Transcribe word for word the part of the salted caramel apple cake recipe that begins with the words containing "Friday, November 13, 2015" and ends with "lucky to enjoy.".

| EXCERPTED PASSAGE |
----

Friday, November 13, 2015

Salted Caramel Apple Cake

I believe that Fall is my favorite time of the year not only because of cooler weather and the gorgeous colors but because of the wonderful flavors we are lucky to enjoy.
This cake is all about Fall and I just love it: Salted Caramel Buttercream hugging an Apple Cinnamon Cake with salted caramel drizzled over the top.

Apple Cinnamon Cake
Adapted from: "Crazy about cupcakes" Krystina Castella
1 c brown sugar
1/2 c vegetable oil
2 tsp cinnamon
1 tbs vanilla extract
2 eggs
2 c flour ( I use half all purpose and half cake flour)
1 tbs baking powder
1/2 tsp salt
2 med. Granny Smith apples (peel and graded)

Directions:  Over 350
1. Blend Brown sugar, veggi oil, cinnamon, and vanilla till well blended
2. Add eggs one at a time and make sure to scrape side of bowl
3. Mix flour, baking powder, and salt together then slowly add to the wet mixture.
4. Peel your apples and then with a cheese grader, grade the apples and then add to cake batter.  Mix well together.
5. You will want to bake two cakes with your batter therefore equally separate and bake your cake. 
(tip for getting your baked cake out of the pan easily:  Spray cake well with spray oil, Trace your pan onto parchment or wax paper, cut out the drawing and place into the bottom of your pan.)
6. Bake your cakes for 25-30 minutes or until the middle is cooked through.

----

| GIVEN RECORDS |
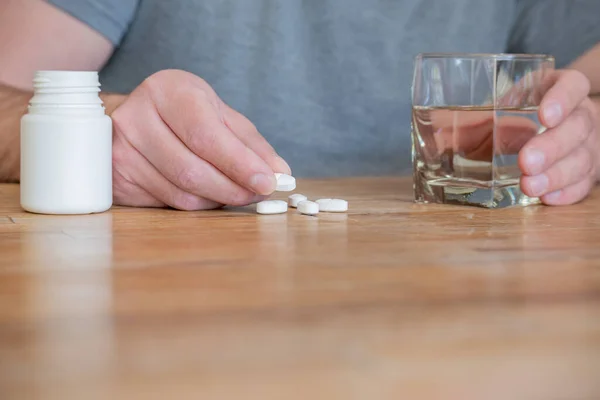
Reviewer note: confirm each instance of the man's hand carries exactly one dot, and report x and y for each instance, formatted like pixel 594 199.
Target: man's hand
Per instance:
pixel 561 164
pixel 176 143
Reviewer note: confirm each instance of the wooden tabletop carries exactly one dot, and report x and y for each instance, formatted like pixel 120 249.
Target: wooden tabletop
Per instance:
pixel 392 300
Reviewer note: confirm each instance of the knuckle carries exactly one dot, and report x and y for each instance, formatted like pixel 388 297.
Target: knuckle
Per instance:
pixel 187 179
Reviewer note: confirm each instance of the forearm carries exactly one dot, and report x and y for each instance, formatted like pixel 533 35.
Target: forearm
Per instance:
pixel 13 105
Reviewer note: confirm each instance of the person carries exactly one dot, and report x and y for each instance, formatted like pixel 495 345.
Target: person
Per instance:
pixel 326 83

----

| TASK OUTPUT |
Friday, November 13, 2015

Salted Caramel Apple Cake

I believe that Fall is my favorite time of the year not only because of cooler weather and the gorgeous colors but because of the wonderful flavors we are lucky to enjoy.